_TASK STATEMENT_
Identify the line that contains "Point on each instance of the £1" in the material. Output it and every line after it, unchanged, through the end.
====== SOURCE MATERIAL
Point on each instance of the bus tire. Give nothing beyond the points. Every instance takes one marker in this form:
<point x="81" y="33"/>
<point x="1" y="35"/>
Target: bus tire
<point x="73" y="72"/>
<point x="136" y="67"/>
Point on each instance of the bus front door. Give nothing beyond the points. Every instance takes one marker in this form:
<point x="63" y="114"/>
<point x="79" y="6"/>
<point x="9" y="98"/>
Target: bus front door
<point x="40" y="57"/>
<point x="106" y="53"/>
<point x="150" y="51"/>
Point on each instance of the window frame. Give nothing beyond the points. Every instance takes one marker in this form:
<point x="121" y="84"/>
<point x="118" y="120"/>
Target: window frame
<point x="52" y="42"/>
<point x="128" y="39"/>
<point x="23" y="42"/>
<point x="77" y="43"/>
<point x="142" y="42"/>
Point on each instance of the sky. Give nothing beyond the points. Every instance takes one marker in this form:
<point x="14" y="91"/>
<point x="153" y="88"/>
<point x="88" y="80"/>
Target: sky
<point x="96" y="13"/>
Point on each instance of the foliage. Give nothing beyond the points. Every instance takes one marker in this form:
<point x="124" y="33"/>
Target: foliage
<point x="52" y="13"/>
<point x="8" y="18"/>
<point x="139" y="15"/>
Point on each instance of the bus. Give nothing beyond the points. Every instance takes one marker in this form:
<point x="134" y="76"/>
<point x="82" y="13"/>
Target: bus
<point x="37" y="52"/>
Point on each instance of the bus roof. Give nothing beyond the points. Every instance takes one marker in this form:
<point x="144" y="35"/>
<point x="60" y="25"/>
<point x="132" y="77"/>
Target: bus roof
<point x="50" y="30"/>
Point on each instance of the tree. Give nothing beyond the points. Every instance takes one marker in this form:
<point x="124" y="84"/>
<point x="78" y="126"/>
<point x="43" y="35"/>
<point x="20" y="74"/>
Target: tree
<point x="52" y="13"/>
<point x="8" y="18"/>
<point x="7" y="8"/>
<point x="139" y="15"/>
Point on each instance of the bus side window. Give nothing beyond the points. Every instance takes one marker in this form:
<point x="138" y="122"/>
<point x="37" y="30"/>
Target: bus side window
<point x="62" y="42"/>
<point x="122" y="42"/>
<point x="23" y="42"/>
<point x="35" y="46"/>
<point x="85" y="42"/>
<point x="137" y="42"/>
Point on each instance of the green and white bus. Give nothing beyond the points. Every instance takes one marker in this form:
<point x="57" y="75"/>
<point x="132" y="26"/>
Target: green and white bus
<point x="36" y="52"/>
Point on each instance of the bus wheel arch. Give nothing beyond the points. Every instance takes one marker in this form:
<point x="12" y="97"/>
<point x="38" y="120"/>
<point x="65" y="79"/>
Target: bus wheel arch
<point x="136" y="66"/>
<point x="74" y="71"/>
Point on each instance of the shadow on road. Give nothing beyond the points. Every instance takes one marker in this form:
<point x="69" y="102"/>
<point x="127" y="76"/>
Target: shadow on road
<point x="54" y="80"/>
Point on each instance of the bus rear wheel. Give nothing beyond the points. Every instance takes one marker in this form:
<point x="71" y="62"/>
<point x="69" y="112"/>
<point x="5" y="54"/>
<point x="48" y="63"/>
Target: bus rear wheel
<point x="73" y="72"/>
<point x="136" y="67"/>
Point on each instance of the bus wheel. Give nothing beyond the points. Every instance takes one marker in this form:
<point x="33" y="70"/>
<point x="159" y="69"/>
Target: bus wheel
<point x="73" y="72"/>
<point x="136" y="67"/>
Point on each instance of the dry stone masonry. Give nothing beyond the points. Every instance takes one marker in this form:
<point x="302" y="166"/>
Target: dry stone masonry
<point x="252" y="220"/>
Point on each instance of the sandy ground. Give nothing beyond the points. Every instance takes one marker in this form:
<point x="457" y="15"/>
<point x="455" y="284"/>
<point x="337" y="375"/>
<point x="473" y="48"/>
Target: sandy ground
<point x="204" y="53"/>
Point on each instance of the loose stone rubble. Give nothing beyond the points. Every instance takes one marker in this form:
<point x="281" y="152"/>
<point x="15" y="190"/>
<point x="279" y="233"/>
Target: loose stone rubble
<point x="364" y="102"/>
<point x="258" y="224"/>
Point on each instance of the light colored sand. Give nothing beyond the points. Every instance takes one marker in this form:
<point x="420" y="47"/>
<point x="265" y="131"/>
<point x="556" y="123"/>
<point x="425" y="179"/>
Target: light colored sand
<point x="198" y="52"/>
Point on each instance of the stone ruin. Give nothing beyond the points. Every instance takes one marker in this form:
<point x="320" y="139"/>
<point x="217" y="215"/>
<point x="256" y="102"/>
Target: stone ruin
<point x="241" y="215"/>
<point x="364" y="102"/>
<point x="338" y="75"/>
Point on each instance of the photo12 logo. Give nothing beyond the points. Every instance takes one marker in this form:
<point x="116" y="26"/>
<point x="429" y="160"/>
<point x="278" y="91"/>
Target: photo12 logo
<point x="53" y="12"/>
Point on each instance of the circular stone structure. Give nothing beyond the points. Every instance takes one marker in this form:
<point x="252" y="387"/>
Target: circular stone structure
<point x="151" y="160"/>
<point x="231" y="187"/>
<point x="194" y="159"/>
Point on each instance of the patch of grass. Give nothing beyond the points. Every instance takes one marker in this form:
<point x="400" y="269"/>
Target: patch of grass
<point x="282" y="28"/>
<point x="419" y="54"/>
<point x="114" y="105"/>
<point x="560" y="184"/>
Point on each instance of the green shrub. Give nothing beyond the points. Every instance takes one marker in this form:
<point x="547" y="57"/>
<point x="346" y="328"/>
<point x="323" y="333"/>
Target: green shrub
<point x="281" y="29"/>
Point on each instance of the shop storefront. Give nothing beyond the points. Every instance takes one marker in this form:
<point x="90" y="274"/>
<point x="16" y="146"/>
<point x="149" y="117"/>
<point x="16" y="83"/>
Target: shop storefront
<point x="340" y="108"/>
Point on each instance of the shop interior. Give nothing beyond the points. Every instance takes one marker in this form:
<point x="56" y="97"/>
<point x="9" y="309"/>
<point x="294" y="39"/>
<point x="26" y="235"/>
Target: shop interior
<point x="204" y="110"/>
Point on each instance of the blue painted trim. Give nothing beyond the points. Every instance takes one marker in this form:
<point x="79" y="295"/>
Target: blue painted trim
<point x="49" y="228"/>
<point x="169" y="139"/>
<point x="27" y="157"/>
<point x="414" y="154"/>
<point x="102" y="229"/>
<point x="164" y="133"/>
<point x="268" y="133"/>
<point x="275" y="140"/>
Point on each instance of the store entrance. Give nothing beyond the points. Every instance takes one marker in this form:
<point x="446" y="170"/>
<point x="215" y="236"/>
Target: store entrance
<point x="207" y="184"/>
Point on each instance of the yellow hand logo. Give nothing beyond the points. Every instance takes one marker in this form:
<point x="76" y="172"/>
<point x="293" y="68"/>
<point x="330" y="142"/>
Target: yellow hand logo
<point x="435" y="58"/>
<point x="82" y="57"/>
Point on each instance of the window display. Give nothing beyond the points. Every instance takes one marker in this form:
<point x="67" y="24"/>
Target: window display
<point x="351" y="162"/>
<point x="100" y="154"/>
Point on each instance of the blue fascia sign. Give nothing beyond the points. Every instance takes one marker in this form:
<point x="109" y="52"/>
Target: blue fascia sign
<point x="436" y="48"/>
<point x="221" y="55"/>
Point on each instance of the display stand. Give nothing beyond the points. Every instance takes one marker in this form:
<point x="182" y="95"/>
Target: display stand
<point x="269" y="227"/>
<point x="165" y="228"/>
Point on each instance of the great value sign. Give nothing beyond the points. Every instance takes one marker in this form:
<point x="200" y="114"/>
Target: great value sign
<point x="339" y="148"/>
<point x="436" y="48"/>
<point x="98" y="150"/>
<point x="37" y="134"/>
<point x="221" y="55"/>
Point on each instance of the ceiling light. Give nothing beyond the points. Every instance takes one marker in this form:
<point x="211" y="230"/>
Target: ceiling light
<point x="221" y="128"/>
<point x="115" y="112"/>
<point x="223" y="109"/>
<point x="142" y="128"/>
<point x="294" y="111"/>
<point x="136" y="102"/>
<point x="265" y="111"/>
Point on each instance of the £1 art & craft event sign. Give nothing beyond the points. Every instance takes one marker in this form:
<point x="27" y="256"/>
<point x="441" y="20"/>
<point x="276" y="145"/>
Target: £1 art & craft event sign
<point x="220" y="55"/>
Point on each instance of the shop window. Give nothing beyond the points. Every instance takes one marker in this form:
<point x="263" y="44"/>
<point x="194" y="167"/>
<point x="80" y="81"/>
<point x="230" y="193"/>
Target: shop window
============
_THE RESULT_
Point on each instance of the £1 art & craft event sign. Give nothing beyond the points. Every instance takes one marker in this form:
<point x="27" y="256"/>
<point x="441" y="20"/>
<point x="276" y="145"/>
Target: £1 art & craft event sign
<point x="220" y="55"/>
Point on each instance of the shop window. Give nothing beyond the points. Every instance takes one marker in this form:
<point x="263" y="44"/>
<point x="194" y="167"/>
<point x="80" y="81"/>
<point x="230" y="193"/>
Target: shop window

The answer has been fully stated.